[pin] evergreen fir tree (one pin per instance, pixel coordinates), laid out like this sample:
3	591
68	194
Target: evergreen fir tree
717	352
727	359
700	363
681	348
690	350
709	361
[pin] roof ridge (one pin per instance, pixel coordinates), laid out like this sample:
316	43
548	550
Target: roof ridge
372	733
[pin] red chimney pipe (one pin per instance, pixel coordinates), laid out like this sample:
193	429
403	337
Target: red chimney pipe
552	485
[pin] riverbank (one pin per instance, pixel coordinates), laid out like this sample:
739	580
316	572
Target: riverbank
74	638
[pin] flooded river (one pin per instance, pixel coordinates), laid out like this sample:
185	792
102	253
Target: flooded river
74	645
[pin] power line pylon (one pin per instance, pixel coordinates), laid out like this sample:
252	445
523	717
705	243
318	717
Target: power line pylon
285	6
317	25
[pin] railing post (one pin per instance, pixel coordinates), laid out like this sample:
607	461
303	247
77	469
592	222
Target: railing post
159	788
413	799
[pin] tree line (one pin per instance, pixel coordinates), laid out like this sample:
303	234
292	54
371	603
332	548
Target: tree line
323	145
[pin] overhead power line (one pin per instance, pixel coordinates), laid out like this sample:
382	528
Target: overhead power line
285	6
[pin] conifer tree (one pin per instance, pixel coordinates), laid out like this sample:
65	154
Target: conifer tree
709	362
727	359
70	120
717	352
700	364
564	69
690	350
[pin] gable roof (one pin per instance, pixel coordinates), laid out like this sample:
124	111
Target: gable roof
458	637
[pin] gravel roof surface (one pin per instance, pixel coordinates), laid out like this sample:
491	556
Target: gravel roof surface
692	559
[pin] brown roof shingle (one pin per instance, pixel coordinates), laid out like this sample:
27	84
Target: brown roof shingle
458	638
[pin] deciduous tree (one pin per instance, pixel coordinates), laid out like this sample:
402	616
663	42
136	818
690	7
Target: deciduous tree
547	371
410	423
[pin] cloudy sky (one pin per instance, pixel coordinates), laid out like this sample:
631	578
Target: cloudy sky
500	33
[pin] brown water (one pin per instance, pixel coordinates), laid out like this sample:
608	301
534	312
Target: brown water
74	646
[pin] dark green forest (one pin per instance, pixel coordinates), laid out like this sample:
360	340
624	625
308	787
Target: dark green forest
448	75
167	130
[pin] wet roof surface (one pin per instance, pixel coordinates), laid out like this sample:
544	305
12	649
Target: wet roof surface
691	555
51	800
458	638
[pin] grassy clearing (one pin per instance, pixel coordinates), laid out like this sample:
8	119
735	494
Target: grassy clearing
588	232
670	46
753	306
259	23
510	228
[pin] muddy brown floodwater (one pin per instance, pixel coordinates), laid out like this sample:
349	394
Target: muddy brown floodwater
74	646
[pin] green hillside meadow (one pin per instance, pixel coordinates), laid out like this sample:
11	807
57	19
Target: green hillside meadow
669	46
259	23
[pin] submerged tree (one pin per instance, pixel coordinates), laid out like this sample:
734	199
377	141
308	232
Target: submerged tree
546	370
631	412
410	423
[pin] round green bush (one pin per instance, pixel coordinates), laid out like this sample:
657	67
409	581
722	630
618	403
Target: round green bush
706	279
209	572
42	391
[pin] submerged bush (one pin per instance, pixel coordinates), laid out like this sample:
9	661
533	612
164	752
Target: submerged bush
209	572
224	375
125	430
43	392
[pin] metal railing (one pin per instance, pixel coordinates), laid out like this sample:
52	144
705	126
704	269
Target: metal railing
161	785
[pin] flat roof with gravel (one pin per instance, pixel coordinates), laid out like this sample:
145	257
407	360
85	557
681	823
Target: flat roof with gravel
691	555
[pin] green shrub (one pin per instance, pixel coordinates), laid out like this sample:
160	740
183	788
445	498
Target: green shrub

• [What the task asks]
Rewrite all of the records above, changing every "pixel coordinates" to "point coordinates" and keeping everything else the same.

• [Correct answer]
[pin] evergreen fir tree (one pin per instance, point coordinates), laid out like this sample:
3	591
68	194
Target: evergreen fir tree
717	352
727	359
700	363
681	348
690	350
709	361
[pin] roof ridge (one pin per instance, point coordinates), laid out like this sample:
316	43
548	550
Target: roof ridge
372	733
[pin] red chimney pipe (one pin per instance, point coordinates), laid out like this sample:
193	429
403	337
Target: red chimney pipe
552	485
[pin] riverbank (one pin per instance, point coordinates), laid out like this sample:
739	580
316	572
Target: riverbank
74	638
[pin] flooded river (one pin per instance, point coordinates), laid out like this sample:
185	792
102	253
Target: flooded river
74	645
[pin] power line pylon (one pin per instance, point coordinates), laid out like this sample:
252	445
523	717
705	243
318	717
Target: power line pylon
285	6
317	25
[pin] railing post (one pin per instance, point coordinates), laid out like this sample:
607	461
303	247
77	469
592	222
Target: railing post
159	788
413	799
[pin] tree line (one pin per instance, point coordinates), laid out like this sample:
303	234
292	54
371	603
332	548
Target: tree line
323	145
[pin] overhead power line (one pin per instance, point coordinates), laid out like this sample:
382	528
Target: overhead power line
285	6
[pin] conifer tree (one pin per instance, point coordinates), laid out like this sample:
65	154
Target: conifer tree
709	362
727	359
70	120
717	352
700	364
564	69
690	350
[pin] gable roof (one pin per instance, point coordinates), laid out like this sample:
124	111
Target: gable roof
458	637
[pin] gravel roof surface (one pin per instance, point coordinates), laid out like this sample:
491	556
Target: gravel roof surface
692	559
[pin] brown roof shingle (one pin per instance, point coordinates), laid out like this sample:
27	84
Target: brown roof shingle
458	638
[pin] deciduous tree (one pin per instance, point coordinates), laid out like this sample:
402	616
663	42
136	818
690	7
Target: deciduous tree
547	371
410	423
[pin] cloudy sky (one pin per instance, point coordinates), laid out like this sample:
631	578
Target: cloudy sky
500	33
[pin] brown water (one pin per instance, point coordinates), laid out like this sample:
608	301
534	312
Target: brown water
74	646
[pin] dark green forest (one pin per instance, point coordinates), laid out like this sample:
360	340
624	625
308	787
Target: dark green forest
448	75
167	130
[pin] wet roof surface (one pin per instance, point coordinates), laid out like this sample:
544	305
12	649
Target: wet roof surface
691	555
51	800
458	638
[pin] grassy clearing (one pin per instance, point coordinates), laid out like this sample:
8	119
735	494
Target: grassy clearing
588	232
670	46
753	306
259	23
510	228
[pin] muddy brown floodwater (one pin per instance, point coordinates), laid out like this sample:
349	394
Target: muddy brown floodwater
74	646
[pin] green hillside meadow (one pin per instance, point coordinates), laid out like this sample:
11	807
57	19
Target: green hillside meadow
669	46
259	23
[pin] submerged tree (one pin per instance, point coordinates), laid out like this sample:
734	199
377	141
308	232
Target: submerged tree
546	370
631	412
410	423
[pin] round green bush (one pin per instance, point coordinates), laid out like this sample:
657	67
409	581
722	630
618	403
Target: round green bush
706	279
209	572
42	391
[pin] submerged bush (one pin per instance, point coordinates), laid out like this sample:
9	661
533	612
164	752
Target: submerged bush
209	572
224	375
125	430
43	392
[pin] metal railing (one pin per instance, point coordinates), laid out like this sample:
52	144
705	126
704	269
Target: metal railing
161	785
[pin] flat roof with gravel (one pin per instance, point coordinates), laid out like this sample:
145	257
407	360
85	557
681	823
Target: flat roof with gravel
691	555
[pin] green shrub (one pin per instance, point coordinates), laid out like this sample:
160	740
183	788
445	498
Target: green shrub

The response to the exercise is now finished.